• _Text segment_
————————
Identify the quantifiers in the following statements.
(i) There exists a triangle which is not equilateral.
(ii) For all real numbers $x$ and $y, x y=y x$.
(iii) There exists a real number which is not a rational number.
(iv) For every natural number $x, x+1$ is also a natural number.
(v) For all real numbers $x$ with $x>3, x^2$ is greater than 9 .
(vi) There exists a triangle which is not an isosceles triangle.
(vii) For all negative integers $x, x^3$ is also a negative integers.
(viii) There exists a statement in above statements which is not true.
(ix) There exists an even prime number other than 2.
(x) There exists a real number $x$ such that $x^2+1=0$.
Quantifier are the phrases like 'There exist' and 'For every', 'For all' etc.
(i) There exists
(ii) For all
(iii) There exists
(iv) For every
(v) For all
(vi) There exists
(vii) For all
(viii) There exists
(ix) There exists
(x) There exists
Prove by direct method that for any integer ' $n$ ', $n^3-n$ is always even.
Here, two cases arise
Case I When $n$ is even,
$$\begin{aligned} & \text { Let } \quad n=2 K, K \in N \\ & \Rightarrow \quad n^3-n=(2 K)^3-(2 K)=2 K\left(4 K^2-1\right) \\ & =2 \lambda \text {, where } \lambda=K\left(4 K^2-1\right) \end{aligned}$$
Thus, $\left(n^3-n\right)$ is even when $n$ is even.
Case II When $n$ is odd,
$$\begin{aligned} \text{Let}\quad n & =2 K+1, K \in N \\ \Rightarrow \quad & n^3-n & =(2 K+1)^3-(2 K+1) \\ & =(2 K+1)\left[(2 K+1)^2-1\right] \\ & =(2 K+1)\left[4 K^2+1+4 K-1\right] \\ & =(2 K+1)\left(4 K^2+4 K\right) \\ & =4 K(2 K+1)(K+1) \\ & =2 \propto, \text { when } \alpha=2 K(K+1)(2 K+1) \end{aligned}$$
Then, $n^3-n$ is even when $n$ is odd.
So, $n^3-n$ is always even.
Check validity of the following statement.
(i) $p: 125$ is divisible by 5 and 7.
(ii) $q: 131$ is a multiple of 3 or 11 .
(i) $p: 125$ is divisible by 5 and 7 .
Let $q: 125$ is divisible by 5 .
$r: 125$ is divisible by 7 .
$q$ is true, $r$ is false.
$\Rightarrow q \wedge r$ is false.
[since, $p \wedge q$ has the truth value $F$ (false) whenever either $p$ or $q$ or both have the truth value F.]
Hence, $p$ is not valid.
(ii) $p: 131$ is a multiple of 3 or 11 .
————————
• _Exercise goal_
Answer these questions about the logic and proof exercises above.
1. Which quantifier is given for statement (ix)?
2. In Case I of the proof that $n^3-n$ is always even, what is $n$ set equal to?
3. In checking statement (i) about 125, which component statement is found to be false?

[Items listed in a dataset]
————————
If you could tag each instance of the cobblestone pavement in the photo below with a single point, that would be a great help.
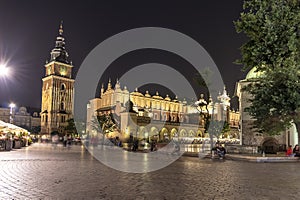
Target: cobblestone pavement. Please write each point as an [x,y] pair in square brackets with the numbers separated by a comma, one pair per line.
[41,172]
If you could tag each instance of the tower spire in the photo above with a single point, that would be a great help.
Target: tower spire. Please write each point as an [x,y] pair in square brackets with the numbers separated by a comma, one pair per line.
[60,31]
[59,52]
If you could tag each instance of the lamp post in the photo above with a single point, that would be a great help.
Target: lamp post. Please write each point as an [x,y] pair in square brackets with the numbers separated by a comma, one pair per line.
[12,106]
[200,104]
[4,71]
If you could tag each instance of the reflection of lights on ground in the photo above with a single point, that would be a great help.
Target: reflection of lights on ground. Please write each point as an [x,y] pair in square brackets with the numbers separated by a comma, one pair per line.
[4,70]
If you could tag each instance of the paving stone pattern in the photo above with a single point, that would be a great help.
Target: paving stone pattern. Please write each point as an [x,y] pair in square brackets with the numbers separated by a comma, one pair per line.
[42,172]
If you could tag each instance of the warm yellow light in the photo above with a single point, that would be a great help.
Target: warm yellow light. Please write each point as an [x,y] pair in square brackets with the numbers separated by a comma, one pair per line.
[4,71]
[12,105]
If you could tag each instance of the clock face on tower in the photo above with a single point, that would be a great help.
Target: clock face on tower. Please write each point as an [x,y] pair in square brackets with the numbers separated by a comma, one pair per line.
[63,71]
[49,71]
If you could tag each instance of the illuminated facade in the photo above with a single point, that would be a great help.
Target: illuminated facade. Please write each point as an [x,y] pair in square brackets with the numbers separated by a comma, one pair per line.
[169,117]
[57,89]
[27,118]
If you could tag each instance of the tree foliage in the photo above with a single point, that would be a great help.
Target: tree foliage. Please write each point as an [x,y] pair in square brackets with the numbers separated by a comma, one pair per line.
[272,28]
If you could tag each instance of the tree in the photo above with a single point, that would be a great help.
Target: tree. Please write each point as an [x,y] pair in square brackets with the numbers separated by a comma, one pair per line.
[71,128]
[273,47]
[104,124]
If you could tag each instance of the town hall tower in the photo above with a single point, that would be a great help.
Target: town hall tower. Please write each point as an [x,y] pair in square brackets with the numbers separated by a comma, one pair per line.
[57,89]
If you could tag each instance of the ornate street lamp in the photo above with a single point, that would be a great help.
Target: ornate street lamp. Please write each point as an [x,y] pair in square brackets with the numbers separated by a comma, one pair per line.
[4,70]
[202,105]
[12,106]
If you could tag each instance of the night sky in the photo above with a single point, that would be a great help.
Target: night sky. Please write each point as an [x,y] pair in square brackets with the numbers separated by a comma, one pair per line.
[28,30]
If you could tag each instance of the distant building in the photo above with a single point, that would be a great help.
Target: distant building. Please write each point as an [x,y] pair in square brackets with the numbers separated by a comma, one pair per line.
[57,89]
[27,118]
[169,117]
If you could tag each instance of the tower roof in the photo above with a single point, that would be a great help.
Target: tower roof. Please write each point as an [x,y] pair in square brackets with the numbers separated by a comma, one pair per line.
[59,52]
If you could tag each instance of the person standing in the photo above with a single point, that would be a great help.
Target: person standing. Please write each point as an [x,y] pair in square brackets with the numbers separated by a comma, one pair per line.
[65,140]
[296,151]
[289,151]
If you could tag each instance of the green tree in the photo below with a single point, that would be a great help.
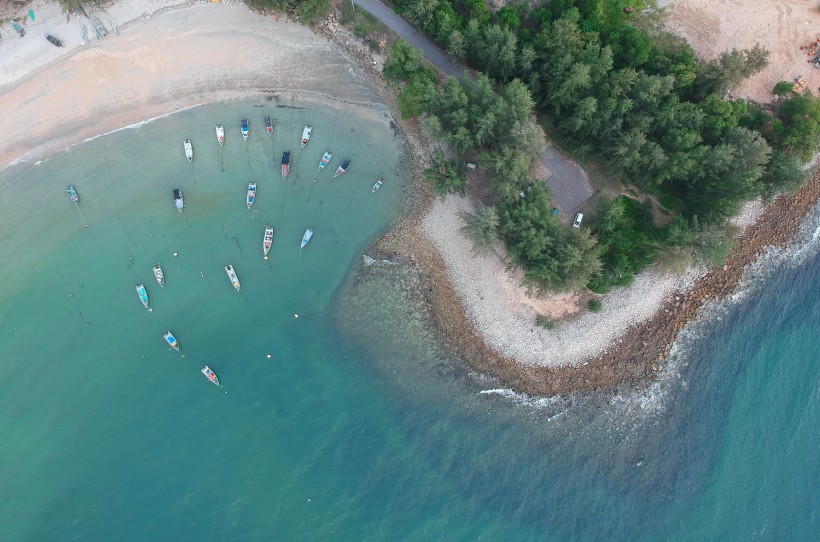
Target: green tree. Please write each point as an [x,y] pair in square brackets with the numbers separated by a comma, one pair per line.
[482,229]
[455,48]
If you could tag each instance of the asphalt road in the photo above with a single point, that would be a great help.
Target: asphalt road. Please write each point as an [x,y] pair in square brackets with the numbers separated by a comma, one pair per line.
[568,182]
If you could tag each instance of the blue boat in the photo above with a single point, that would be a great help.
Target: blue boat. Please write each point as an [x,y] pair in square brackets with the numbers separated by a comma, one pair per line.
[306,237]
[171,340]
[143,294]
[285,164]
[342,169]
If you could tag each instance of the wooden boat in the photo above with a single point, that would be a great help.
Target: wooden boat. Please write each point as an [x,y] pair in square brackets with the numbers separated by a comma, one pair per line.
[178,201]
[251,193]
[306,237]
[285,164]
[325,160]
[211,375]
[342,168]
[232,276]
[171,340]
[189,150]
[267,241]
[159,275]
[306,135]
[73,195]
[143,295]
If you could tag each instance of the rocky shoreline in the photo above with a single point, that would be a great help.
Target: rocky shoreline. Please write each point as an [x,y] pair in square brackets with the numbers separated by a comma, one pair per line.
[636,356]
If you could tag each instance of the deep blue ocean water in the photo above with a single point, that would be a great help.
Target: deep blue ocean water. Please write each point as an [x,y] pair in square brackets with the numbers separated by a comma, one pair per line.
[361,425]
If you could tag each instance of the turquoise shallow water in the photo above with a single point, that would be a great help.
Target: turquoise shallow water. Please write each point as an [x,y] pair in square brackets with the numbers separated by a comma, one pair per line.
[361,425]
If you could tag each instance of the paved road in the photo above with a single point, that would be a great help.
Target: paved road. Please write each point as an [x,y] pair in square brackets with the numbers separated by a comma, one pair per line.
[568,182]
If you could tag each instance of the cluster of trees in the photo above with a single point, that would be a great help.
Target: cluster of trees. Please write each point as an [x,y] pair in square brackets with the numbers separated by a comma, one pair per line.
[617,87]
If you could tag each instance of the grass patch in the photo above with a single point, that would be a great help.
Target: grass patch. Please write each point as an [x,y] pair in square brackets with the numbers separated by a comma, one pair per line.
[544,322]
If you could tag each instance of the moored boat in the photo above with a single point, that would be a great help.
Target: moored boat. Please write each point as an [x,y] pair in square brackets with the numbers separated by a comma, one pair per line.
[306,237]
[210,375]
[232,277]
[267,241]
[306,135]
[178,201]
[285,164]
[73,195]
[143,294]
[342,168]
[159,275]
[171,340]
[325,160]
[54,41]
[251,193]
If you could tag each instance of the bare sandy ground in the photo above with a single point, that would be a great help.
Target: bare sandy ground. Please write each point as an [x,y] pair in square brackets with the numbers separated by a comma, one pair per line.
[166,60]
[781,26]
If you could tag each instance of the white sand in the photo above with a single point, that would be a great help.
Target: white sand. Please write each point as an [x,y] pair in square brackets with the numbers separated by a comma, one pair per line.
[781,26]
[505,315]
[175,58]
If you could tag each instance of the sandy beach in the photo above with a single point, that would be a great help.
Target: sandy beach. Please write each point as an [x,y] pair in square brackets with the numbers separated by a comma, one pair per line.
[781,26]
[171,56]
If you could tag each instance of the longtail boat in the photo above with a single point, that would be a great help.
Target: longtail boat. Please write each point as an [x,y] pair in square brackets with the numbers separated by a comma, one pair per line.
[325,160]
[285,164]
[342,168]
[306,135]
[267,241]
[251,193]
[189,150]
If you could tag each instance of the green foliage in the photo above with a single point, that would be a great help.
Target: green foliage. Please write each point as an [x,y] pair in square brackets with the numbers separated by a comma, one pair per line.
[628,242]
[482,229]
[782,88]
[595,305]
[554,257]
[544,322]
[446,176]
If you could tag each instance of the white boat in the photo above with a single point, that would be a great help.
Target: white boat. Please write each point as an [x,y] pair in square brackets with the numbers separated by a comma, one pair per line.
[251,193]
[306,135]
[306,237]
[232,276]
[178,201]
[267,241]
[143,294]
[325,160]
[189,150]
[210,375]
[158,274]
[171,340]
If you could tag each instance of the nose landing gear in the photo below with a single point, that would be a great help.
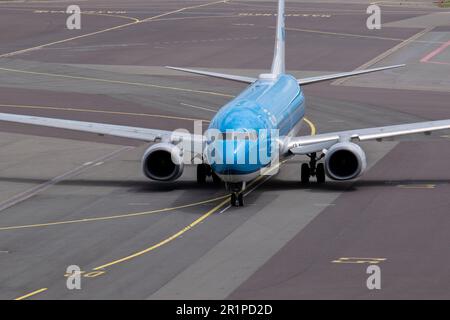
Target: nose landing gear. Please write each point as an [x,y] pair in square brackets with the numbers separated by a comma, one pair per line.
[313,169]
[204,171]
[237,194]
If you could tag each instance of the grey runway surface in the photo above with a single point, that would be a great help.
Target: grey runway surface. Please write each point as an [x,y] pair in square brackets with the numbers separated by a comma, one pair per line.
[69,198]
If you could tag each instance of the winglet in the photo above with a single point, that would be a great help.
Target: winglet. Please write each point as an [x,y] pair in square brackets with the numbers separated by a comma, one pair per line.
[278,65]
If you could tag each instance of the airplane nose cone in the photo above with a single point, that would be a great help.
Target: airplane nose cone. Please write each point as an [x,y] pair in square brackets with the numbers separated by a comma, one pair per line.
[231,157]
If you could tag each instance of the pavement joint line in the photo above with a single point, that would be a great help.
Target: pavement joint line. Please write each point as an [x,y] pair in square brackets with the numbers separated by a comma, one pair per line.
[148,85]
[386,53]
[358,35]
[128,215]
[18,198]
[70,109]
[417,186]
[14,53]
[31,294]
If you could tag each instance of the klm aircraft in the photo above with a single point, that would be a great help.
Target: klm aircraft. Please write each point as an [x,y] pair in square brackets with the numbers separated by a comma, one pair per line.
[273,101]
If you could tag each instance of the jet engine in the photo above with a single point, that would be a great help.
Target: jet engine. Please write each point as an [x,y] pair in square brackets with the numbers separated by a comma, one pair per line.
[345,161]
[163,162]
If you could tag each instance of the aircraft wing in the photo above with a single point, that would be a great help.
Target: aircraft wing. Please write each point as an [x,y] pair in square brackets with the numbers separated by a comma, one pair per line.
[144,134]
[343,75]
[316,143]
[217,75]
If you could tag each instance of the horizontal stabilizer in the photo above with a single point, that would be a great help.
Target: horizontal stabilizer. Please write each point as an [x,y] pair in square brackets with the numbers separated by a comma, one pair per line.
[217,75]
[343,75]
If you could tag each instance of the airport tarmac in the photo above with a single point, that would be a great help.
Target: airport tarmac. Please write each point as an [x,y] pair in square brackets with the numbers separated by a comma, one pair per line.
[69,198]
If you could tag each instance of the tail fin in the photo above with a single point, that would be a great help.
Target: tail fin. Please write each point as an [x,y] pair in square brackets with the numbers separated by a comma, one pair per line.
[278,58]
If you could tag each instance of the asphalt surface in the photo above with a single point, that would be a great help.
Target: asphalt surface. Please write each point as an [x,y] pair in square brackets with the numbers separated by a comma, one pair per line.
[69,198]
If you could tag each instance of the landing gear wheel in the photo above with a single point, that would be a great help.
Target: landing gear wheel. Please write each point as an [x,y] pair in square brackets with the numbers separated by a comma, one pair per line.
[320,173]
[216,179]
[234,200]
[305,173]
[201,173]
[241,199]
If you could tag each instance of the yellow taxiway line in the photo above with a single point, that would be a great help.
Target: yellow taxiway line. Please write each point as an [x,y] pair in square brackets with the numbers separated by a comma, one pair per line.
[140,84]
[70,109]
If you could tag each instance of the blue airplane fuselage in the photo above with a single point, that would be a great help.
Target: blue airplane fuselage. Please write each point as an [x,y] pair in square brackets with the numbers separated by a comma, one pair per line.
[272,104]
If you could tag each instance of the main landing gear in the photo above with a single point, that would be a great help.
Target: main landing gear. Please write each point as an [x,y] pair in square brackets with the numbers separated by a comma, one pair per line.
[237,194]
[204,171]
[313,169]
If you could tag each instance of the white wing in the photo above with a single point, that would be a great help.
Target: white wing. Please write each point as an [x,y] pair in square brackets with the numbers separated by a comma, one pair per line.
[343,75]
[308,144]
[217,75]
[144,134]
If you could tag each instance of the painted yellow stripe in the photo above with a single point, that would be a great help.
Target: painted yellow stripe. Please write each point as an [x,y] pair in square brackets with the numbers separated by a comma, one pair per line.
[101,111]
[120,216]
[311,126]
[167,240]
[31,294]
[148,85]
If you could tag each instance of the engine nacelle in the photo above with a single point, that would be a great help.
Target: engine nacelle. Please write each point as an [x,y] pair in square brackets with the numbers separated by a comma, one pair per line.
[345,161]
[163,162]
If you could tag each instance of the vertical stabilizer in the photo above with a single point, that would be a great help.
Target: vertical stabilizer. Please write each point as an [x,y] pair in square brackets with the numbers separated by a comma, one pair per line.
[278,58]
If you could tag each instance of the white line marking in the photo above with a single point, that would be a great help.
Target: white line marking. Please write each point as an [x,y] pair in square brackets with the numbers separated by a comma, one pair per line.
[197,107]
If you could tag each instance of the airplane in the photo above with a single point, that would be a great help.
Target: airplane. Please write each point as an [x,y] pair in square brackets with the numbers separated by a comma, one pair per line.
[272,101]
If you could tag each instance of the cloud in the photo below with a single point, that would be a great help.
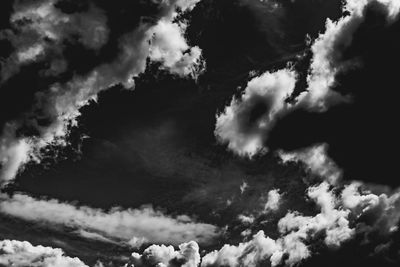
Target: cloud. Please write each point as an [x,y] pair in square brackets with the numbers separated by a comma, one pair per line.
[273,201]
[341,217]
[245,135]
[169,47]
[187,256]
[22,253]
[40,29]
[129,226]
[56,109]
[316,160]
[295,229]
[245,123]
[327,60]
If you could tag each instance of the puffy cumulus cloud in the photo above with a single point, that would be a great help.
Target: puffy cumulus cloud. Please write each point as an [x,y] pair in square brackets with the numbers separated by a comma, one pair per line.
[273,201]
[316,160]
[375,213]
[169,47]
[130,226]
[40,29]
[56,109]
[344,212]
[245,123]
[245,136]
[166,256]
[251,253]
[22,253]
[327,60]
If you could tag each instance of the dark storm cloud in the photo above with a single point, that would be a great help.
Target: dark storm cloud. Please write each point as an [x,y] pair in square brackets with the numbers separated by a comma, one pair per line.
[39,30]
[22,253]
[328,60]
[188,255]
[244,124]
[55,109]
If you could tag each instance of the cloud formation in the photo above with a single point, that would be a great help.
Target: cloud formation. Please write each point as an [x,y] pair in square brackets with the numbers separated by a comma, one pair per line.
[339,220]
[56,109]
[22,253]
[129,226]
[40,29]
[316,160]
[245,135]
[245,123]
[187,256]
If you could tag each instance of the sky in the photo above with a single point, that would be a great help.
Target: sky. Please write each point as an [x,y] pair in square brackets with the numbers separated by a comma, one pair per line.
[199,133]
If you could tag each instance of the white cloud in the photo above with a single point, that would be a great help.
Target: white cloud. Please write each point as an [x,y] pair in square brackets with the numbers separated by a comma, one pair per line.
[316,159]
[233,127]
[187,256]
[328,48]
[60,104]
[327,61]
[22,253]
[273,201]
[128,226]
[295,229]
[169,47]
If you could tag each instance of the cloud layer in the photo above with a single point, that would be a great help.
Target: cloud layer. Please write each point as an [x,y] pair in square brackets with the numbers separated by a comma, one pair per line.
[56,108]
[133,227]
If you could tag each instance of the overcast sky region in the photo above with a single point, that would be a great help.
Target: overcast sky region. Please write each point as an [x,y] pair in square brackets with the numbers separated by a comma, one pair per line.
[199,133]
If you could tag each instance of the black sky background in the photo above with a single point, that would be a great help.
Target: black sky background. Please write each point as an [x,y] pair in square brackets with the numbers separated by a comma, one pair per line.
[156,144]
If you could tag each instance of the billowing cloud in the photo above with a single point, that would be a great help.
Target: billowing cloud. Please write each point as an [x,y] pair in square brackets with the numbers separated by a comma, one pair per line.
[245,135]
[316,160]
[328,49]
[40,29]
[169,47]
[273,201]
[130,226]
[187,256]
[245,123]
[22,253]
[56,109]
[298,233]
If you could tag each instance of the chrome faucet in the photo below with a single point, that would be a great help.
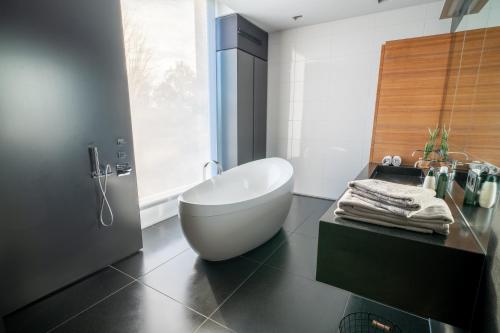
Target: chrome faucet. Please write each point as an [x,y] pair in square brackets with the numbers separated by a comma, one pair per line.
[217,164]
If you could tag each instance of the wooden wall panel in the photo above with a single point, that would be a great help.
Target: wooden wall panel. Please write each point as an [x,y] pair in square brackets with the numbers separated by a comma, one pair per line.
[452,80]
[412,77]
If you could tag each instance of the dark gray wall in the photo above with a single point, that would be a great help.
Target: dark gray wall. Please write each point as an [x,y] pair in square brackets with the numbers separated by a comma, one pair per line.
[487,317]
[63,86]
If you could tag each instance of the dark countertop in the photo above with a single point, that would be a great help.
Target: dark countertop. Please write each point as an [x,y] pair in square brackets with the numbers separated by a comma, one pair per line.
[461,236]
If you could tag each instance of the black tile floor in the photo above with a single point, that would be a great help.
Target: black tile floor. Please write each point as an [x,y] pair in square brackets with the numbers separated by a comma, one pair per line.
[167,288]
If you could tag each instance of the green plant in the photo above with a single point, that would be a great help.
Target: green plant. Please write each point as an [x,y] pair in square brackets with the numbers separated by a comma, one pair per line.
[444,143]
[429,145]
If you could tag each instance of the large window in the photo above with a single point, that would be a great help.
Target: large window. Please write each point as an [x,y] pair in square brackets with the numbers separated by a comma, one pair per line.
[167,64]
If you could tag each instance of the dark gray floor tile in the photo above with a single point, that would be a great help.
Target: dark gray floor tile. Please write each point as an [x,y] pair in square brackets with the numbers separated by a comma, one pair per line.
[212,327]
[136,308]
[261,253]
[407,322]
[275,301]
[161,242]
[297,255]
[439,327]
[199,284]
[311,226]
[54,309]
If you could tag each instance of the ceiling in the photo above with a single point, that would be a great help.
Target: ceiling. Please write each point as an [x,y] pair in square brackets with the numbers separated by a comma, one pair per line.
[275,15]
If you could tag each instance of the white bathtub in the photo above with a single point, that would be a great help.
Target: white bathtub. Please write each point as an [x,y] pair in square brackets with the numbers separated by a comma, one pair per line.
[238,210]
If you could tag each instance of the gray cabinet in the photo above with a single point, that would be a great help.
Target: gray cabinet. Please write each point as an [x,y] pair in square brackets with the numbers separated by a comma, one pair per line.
————————
• _Answer to the problem_
1. There exists
2. $n = 2K$, where $K \in N$
3. $r$: 125 is divisible by 7